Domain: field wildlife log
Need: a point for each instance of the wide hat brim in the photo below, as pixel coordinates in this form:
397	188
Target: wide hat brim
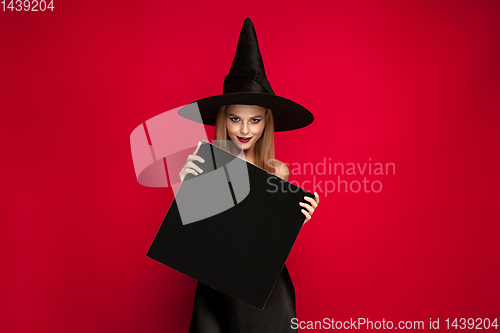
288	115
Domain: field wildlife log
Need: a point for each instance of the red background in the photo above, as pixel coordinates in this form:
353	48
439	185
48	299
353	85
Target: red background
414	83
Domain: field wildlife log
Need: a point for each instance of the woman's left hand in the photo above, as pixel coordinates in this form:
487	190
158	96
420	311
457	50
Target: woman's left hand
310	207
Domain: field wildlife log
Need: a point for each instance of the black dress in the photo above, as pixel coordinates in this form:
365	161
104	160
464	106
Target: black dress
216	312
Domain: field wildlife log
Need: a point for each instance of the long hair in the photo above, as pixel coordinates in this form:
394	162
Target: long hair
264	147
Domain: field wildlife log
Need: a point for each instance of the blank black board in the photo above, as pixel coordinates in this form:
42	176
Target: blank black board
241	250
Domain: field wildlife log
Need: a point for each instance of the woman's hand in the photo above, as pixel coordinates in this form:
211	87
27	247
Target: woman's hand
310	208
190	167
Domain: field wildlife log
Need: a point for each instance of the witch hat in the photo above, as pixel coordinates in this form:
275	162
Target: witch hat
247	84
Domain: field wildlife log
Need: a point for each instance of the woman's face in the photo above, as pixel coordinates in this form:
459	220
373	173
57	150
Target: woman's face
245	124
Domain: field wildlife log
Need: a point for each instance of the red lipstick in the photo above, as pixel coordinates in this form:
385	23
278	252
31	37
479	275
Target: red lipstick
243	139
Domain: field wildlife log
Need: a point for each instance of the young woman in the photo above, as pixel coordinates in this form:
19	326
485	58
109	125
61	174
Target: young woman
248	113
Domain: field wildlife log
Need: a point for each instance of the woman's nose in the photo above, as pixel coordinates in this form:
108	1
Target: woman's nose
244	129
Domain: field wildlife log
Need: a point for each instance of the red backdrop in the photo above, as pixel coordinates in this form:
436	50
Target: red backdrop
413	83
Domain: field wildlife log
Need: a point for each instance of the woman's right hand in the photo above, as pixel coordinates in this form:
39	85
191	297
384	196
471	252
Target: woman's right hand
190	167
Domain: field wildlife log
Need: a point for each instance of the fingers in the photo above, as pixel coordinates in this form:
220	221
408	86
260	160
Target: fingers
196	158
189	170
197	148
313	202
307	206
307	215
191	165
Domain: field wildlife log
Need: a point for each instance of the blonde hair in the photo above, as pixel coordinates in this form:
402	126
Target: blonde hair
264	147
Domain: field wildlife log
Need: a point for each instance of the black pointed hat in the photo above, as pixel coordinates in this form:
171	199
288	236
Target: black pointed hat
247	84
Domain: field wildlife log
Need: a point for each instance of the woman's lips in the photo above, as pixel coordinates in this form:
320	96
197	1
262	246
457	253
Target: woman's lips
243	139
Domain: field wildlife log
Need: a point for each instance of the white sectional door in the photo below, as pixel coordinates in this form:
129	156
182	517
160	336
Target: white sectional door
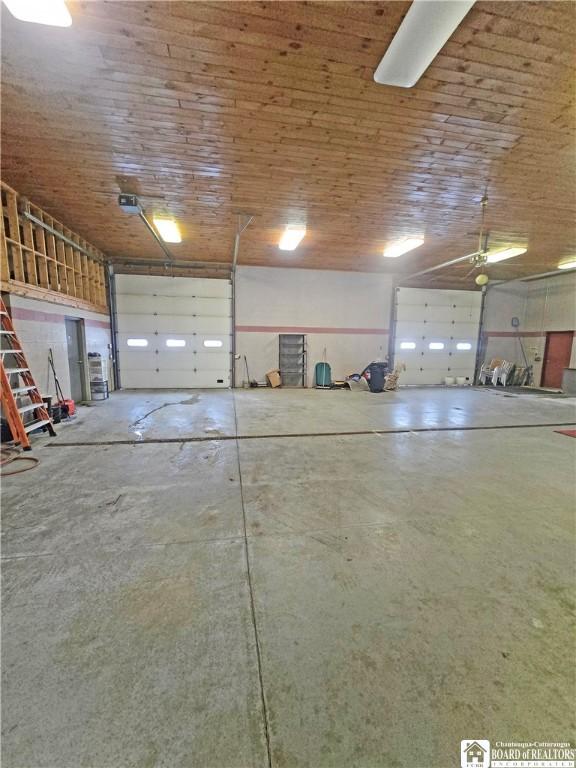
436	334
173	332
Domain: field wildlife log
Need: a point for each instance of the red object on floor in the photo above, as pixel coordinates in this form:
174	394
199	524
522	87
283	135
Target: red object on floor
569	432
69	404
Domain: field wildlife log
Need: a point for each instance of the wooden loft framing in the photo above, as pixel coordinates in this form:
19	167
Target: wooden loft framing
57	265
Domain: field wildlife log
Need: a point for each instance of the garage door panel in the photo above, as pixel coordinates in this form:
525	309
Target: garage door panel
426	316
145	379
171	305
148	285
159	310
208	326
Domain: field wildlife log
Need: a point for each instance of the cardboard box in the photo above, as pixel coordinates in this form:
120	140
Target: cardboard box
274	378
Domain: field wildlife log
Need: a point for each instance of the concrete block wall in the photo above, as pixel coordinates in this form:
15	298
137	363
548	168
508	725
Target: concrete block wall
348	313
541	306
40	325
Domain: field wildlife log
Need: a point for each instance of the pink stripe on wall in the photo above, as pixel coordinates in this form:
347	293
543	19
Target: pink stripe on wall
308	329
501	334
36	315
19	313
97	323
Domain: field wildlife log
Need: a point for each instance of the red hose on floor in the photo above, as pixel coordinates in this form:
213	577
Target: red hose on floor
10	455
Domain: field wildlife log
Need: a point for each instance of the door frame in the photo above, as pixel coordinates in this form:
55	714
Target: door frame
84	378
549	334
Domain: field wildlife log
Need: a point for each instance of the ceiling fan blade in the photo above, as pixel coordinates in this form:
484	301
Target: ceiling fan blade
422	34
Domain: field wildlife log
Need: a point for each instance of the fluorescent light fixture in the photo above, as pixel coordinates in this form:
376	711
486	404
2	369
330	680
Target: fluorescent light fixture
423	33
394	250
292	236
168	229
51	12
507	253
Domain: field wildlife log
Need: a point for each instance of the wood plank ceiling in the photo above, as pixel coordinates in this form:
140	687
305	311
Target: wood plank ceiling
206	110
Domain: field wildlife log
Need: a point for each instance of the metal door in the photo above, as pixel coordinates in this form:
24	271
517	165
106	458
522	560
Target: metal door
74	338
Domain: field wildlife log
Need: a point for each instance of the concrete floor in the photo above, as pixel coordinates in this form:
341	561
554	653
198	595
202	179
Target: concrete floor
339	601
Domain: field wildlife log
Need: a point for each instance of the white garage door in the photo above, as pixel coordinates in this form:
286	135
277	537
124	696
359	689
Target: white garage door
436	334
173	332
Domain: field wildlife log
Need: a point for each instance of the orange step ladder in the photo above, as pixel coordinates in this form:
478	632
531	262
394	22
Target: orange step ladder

*-*-*

ENUNCIADO →
Selecione e copie todas as linhas dos registros em que aparece a palavra "backdrop".

RESULTADO →
Need: a point for each instance of the red backdrop in the photo above, as pixel coordinates in this form:
Target: red backdrop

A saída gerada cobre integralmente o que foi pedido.